## SOURCE TEXT
------------------------------

Projectile motion with differing heights

[Hedgehog1]

Homework Statement

A cannon is fired at a target on a cliff that is 400 meters away. The cliff has an elevation of 150 meters relative to the cannon. The initial velocity of the cannonball is 100 m/s. Ignoring wind resistance calculate the two possible angles and their respective times.
X= 400m
Y=150m
V_naught=100m/s
A= -9.81 m/s^2

Homework Equations

Time X = Time Y

X=V_naught*cos(theta)*t
Y= V_naught*sin(theta)*t - 0.5*a(t)^2


1/(cos(theta)0^2=1+ (tan(theta))^2

The Attempt at a Solution

t= 400/100cos(theta)

0= -0.5*a(t)^2 + V_naught*sin(theta)*t -150

0= -0.5*a(400/100cos(theta))^2 + V_naught*sin(theta)*400/100cos(theta) -150

I get stuck here. I'm not really quite sure what to do next. I'm pretty sure I have to use the quadratic equation, but don't know how.

------------------------------

## DATASET RECORDS
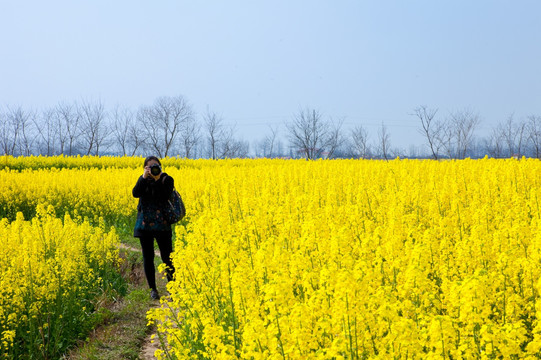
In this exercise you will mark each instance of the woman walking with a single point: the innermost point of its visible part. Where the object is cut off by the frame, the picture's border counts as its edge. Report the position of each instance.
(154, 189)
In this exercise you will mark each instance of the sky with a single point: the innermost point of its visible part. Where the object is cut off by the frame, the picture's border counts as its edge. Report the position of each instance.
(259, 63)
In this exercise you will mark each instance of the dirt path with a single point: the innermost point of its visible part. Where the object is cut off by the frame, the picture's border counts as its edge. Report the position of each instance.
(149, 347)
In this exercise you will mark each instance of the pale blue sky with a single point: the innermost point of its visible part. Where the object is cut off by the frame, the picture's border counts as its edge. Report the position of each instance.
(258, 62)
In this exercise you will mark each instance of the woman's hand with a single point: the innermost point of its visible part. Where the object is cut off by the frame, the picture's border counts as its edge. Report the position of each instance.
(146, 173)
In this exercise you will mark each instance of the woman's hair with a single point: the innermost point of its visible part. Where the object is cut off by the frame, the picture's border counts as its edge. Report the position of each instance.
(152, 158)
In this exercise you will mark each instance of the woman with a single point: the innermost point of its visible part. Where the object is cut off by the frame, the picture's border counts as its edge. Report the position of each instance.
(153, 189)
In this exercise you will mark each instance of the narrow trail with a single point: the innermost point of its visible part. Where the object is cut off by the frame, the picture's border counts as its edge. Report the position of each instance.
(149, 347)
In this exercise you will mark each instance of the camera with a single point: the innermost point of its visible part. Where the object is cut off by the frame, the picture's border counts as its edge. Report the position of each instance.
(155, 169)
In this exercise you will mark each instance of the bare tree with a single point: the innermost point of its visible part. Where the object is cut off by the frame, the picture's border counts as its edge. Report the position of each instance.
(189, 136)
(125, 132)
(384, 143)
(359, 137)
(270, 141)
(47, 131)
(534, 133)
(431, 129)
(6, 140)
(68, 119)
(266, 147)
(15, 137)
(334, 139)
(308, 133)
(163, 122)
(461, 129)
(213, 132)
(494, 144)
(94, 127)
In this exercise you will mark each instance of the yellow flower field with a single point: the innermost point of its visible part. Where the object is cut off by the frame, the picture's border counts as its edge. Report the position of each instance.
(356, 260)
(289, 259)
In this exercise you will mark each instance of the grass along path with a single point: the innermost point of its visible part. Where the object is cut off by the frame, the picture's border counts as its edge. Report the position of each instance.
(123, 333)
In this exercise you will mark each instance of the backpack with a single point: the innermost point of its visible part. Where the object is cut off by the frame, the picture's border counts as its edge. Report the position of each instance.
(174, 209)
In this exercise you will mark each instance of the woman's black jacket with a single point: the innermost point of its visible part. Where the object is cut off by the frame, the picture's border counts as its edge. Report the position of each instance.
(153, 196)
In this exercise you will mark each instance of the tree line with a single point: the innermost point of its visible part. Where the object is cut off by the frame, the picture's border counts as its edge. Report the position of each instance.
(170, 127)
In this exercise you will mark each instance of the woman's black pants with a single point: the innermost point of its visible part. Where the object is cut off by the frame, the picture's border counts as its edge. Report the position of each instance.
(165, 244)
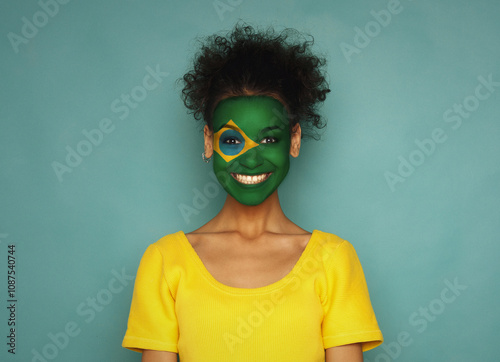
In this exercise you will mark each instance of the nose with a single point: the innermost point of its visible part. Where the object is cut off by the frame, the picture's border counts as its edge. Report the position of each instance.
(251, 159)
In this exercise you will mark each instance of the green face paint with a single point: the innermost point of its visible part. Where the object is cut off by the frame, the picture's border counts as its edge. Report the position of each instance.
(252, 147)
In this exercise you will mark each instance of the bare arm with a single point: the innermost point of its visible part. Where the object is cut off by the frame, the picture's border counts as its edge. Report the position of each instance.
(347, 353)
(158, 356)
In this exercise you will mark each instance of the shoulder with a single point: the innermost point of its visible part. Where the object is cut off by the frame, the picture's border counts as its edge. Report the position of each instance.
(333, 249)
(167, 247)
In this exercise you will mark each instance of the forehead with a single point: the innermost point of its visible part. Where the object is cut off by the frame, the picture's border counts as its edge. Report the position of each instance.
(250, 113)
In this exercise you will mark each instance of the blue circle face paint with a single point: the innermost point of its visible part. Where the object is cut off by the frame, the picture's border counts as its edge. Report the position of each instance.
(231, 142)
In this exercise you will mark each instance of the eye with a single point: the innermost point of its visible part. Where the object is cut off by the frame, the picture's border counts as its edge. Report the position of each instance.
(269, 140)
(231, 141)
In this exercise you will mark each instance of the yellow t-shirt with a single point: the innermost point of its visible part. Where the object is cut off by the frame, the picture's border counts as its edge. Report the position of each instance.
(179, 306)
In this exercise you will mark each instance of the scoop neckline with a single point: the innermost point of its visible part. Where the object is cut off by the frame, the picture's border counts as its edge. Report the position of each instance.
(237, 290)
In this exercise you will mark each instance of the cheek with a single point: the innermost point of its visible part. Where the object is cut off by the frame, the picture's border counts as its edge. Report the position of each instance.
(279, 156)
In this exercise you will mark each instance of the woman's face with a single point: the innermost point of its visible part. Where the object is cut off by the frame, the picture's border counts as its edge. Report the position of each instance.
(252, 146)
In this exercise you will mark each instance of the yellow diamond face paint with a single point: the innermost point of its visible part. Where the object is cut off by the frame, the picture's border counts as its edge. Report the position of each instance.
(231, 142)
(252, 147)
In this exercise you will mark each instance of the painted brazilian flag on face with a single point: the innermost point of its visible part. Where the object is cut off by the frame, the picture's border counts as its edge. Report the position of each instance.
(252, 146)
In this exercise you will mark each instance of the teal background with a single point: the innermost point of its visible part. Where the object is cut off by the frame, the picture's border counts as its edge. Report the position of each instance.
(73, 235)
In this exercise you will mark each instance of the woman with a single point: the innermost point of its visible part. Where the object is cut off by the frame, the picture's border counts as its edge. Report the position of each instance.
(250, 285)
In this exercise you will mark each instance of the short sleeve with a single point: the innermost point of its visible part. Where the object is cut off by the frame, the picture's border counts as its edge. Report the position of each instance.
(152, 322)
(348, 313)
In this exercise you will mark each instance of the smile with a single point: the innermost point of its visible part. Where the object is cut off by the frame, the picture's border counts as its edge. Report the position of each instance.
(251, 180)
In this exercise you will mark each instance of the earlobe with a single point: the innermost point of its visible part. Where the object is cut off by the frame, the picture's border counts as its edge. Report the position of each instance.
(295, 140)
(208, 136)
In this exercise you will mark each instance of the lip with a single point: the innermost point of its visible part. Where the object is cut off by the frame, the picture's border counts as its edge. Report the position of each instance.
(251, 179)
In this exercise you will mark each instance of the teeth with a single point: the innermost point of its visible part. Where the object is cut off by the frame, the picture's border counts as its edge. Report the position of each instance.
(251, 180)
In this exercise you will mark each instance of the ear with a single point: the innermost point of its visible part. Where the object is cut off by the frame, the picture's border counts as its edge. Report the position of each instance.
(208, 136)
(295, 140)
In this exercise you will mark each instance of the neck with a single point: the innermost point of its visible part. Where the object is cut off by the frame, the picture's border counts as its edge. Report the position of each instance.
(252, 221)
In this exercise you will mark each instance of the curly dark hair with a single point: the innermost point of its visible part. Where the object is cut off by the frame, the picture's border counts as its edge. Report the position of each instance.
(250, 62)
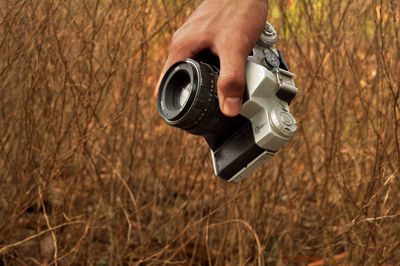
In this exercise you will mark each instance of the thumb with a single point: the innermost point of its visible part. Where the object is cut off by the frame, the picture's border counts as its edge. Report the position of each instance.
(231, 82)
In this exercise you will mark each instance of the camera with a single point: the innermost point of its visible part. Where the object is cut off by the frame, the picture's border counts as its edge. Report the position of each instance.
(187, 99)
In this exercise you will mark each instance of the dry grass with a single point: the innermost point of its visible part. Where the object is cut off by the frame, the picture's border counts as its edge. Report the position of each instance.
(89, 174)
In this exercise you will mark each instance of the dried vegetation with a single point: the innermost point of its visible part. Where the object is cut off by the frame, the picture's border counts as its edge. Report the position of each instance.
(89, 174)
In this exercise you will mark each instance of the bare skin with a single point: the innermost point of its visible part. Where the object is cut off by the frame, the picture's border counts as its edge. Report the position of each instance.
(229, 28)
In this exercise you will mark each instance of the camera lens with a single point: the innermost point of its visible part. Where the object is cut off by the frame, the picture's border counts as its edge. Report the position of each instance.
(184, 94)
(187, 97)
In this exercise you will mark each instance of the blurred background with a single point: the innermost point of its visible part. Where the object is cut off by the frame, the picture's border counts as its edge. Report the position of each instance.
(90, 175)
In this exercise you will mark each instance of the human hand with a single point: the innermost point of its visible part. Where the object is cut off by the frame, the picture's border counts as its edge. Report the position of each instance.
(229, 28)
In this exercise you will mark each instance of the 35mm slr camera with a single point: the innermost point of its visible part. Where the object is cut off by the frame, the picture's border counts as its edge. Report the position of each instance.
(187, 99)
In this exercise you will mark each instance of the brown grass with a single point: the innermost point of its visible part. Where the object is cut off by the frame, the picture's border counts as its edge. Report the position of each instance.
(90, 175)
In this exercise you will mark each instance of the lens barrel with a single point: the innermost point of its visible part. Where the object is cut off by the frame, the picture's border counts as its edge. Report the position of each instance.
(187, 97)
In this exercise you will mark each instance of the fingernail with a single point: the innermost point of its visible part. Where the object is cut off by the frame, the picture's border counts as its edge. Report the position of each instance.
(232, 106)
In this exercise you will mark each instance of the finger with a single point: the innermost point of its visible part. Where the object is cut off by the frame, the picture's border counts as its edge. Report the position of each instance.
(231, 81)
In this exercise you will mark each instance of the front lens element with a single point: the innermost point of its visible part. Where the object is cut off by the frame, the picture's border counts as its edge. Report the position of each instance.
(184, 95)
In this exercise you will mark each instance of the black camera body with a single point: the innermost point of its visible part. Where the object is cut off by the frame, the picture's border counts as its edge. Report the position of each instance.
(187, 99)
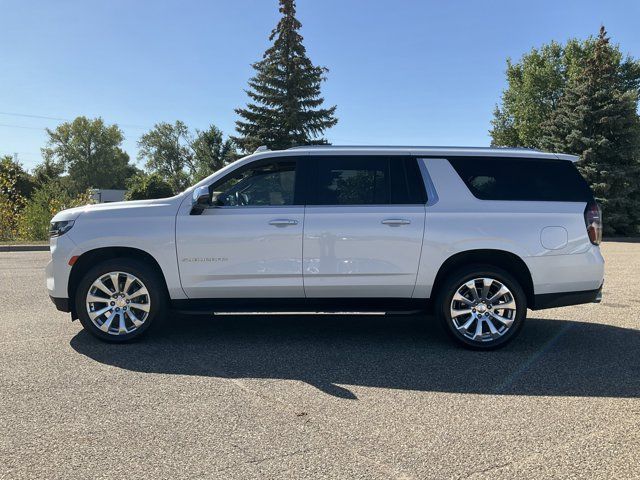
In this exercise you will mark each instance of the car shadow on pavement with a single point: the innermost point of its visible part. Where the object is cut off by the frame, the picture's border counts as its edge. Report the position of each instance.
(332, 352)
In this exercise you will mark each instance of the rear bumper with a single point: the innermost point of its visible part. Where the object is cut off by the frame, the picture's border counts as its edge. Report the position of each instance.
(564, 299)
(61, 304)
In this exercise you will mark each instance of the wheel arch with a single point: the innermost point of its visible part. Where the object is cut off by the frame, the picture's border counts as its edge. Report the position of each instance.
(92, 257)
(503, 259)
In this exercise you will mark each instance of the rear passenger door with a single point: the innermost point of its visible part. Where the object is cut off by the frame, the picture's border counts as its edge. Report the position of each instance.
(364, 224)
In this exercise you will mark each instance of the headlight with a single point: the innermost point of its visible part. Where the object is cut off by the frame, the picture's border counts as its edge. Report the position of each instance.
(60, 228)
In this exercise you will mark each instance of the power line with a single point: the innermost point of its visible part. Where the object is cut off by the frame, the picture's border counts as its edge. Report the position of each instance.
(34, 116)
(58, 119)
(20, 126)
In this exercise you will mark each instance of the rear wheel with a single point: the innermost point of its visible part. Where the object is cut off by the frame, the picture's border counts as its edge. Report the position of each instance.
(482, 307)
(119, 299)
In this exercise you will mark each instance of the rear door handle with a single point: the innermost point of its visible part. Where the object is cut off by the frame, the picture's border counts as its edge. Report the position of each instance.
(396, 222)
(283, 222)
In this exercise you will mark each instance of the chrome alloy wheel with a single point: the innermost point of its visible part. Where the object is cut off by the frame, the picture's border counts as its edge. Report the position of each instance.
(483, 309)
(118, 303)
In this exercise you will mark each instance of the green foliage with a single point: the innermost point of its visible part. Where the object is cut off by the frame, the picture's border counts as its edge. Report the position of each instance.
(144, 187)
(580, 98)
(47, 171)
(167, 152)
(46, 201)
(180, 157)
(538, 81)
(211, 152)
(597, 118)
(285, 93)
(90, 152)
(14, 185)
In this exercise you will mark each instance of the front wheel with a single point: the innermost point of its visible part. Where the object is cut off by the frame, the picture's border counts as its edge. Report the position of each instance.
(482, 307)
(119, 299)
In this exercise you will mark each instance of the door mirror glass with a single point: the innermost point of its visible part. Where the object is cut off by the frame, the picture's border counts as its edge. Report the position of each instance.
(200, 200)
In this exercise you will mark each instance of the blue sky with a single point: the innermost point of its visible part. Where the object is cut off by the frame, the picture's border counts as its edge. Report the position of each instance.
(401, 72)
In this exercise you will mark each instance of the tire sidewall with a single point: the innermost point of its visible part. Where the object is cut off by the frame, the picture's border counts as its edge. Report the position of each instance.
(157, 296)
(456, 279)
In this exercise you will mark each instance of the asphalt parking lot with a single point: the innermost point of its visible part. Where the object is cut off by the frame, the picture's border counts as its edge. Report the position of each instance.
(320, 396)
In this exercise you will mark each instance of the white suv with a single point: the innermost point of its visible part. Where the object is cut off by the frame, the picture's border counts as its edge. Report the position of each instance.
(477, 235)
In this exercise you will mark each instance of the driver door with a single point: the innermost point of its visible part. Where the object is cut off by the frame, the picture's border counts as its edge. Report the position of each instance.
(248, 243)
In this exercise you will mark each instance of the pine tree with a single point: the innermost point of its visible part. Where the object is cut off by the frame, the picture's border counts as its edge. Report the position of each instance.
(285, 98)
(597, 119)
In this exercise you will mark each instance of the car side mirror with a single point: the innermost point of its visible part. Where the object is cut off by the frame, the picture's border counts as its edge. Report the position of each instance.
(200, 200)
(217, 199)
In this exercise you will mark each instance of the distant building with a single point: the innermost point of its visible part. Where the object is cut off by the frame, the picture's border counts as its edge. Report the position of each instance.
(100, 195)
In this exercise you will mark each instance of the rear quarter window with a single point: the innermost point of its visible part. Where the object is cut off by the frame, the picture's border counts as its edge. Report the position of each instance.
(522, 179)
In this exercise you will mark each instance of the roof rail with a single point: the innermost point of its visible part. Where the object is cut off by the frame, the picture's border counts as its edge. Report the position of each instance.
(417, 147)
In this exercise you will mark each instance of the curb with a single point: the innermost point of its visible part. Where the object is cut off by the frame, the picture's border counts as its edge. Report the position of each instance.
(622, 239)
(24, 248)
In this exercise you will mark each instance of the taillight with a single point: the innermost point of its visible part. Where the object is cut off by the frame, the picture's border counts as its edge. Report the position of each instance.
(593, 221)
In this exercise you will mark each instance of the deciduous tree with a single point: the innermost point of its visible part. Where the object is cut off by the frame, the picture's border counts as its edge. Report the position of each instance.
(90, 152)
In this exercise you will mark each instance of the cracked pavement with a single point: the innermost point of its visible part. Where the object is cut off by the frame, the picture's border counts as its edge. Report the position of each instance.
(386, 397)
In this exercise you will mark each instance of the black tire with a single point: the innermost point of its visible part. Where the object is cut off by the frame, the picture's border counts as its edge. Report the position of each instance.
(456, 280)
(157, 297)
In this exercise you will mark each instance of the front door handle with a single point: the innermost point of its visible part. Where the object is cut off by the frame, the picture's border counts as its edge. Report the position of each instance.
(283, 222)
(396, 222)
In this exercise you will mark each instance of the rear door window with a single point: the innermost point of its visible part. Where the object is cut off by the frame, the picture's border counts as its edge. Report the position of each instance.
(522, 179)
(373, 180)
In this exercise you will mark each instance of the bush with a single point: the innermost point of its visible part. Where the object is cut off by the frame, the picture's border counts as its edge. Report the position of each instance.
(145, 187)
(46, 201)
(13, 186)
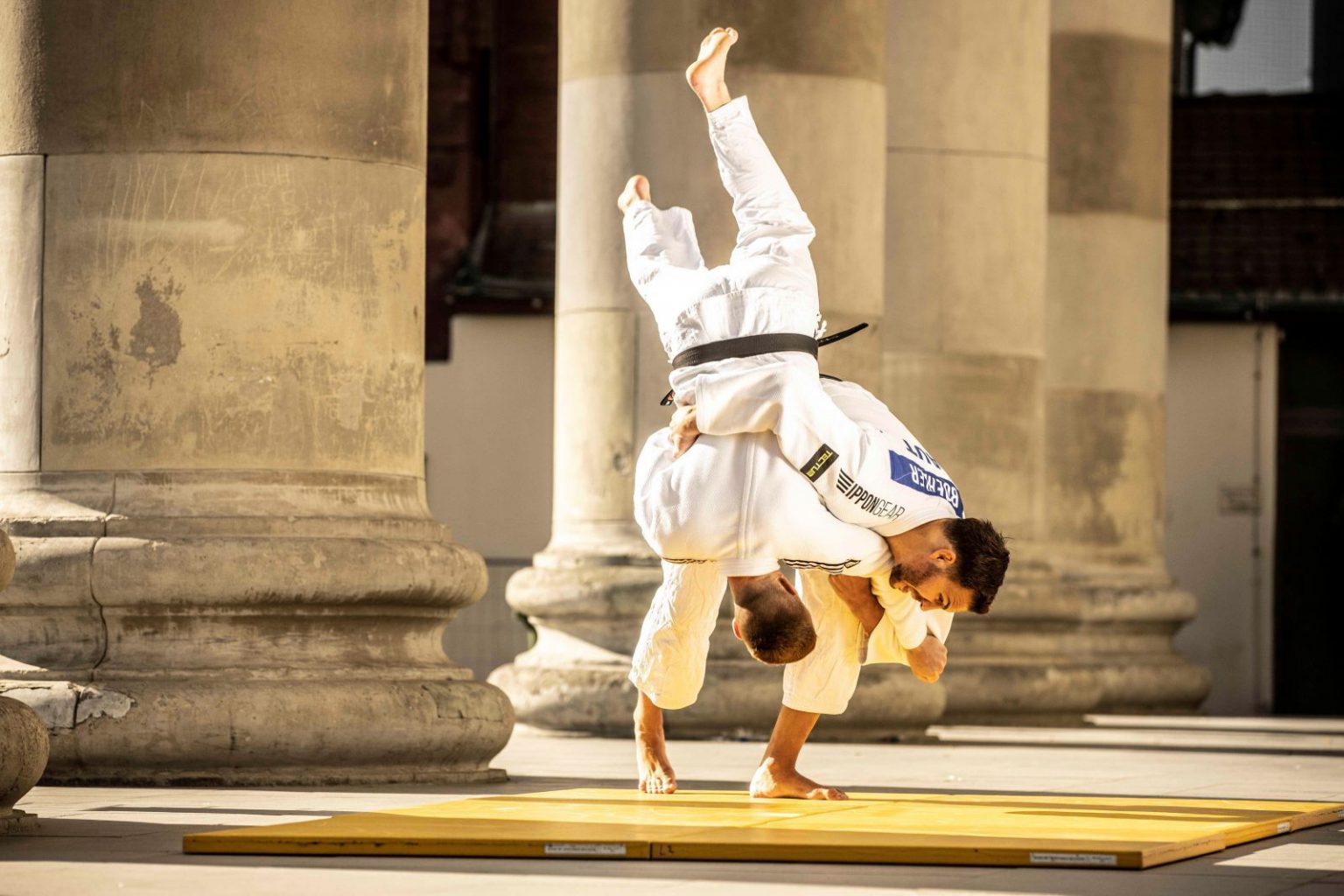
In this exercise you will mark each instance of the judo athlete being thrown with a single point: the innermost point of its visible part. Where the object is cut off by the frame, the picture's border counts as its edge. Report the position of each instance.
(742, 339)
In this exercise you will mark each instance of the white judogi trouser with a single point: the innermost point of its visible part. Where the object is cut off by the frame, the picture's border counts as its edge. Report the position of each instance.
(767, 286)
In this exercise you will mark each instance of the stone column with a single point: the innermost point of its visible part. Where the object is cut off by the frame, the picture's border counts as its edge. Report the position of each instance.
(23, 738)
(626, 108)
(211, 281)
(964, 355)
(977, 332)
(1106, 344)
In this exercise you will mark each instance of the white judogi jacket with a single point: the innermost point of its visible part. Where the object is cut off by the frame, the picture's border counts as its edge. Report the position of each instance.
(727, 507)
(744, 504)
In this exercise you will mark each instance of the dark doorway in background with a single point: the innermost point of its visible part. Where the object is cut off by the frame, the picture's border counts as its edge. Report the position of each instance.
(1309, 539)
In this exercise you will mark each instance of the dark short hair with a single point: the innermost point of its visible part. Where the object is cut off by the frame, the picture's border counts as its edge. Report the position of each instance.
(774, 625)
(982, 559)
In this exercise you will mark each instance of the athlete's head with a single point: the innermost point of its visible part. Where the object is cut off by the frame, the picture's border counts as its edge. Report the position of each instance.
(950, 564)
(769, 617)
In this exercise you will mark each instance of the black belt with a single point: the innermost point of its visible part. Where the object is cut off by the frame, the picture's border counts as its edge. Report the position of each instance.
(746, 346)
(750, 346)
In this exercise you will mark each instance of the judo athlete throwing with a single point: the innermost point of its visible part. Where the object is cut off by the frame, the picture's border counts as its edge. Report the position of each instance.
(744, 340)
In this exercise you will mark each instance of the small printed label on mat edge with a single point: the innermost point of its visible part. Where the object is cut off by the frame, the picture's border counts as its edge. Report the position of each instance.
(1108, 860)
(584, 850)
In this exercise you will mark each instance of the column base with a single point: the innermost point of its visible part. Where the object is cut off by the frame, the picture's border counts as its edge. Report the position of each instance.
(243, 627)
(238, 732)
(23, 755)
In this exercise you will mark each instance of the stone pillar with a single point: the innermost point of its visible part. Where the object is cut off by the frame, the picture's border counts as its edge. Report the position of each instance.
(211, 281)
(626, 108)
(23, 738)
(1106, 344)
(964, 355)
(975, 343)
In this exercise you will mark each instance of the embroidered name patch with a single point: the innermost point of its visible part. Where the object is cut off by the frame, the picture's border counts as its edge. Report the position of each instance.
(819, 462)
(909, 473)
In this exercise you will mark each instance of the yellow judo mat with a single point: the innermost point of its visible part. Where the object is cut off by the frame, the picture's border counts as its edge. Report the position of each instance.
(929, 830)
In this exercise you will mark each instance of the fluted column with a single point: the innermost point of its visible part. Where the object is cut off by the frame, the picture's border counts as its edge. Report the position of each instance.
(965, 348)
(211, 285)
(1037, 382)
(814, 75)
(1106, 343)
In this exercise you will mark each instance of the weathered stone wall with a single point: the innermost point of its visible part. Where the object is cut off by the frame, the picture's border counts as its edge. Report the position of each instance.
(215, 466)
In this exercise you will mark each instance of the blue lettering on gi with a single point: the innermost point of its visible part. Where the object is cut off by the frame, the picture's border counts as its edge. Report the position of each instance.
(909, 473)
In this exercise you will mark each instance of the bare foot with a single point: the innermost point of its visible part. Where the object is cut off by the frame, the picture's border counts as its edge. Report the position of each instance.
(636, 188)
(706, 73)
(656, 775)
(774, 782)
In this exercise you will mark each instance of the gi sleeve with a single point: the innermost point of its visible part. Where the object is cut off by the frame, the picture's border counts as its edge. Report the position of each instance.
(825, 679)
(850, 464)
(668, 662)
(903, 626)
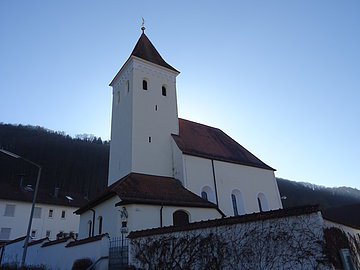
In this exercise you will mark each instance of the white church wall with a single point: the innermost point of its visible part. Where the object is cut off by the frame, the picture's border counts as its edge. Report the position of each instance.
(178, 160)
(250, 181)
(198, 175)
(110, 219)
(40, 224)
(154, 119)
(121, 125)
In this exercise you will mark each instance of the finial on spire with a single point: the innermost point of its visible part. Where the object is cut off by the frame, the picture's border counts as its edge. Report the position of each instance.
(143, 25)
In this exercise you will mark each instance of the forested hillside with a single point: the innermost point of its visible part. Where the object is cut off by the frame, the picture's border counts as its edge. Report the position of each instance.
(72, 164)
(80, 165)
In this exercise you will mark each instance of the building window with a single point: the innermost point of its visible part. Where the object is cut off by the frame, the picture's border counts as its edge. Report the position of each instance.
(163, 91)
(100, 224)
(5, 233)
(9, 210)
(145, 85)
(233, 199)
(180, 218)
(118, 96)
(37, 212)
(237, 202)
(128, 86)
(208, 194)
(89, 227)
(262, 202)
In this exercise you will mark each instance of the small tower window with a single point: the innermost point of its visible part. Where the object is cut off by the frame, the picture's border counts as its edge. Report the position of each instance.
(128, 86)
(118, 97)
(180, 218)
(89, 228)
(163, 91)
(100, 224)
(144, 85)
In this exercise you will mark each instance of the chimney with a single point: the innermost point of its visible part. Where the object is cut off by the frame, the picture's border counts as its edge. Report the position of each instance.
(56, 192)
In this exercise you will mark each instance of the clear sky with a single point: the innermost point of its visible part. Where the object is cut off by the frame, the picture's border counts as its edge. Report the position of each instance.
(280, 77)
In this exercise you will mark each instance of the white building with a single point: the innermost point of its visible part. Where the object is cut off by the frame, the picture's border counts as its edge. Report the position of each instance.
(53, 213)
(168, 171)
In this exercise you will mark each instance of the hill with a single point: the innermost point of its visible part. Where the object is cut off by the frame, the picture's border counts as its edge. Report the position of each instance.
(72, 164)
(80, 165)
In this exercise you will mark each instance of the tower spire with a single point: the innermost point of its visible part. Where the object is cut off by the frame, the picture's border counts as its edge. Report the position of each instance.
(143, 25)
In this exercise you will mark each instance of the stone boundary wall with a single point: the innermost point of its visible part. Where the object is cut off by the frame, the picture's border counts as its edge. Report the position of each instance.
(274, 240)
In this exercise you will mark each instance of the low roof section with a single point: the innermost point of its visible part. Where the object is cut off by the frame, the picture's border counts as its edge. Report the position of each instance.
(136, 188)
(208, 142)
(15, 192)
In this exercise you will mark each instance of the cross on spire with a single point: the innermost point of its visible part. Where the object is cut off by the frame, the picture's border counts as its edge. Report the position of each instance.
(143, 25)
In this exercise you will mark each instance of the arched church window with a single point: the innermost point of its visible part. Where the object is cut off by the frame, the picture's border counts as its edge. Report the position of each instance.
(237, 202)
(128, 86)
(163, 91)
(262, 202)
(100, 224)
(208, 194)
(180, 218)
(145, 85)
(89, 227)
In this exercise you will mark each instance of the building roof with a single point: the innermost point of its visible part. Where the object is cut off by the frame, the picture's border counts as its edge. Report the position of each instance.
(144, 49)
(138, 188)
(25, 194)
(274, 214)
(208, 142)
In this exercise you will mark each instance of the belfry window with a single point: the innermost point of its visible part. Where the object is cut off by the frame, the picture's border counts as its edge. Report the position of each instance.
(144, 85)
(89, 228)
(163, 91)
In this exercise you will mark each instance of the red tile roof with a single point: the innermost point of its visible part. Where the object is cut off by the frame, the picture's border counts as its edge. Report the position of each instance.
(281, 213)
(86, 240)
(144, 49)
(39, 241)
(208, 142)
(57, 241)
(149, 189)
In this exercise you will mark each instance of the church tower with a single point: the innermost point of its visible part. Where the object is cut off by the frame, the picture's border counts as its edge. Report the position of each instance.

------------------------------

## GOAL 1
For each statement, say yes or no depending on whether it agrees with the projectile post, and quote the exact words that decide it. (a) The target sits 400 meters from the cannon. (b) The cannonball leaves the cannon at 150 m/s. (c) The poster knows how to finish the solution.
## GOAL 2
Recast the paragraph of the projectile post that begins "A cannon is fired at a target" as a short list that keeps its main facts.
Use only the projectile post to complete these; ignore the rows.

## FULL ANSWER 1
(a) Yes: "A cannon is fired at a target on a cliff that is 400 meters away."
(b) No: "The initial velocity of the cannonball is 100 m/s."
(c) No: "I'm not really quite sure what to do next."

## FULL ANSWER 2
- A cannon fires at a target on a cliff 400 meters away.
- The cliff is 150 meters higher than the cannon.
- The cannonball's initial velocity is 100 m/s.
- Wind resistance is ignored.
- Find the two possible angles and the time for each.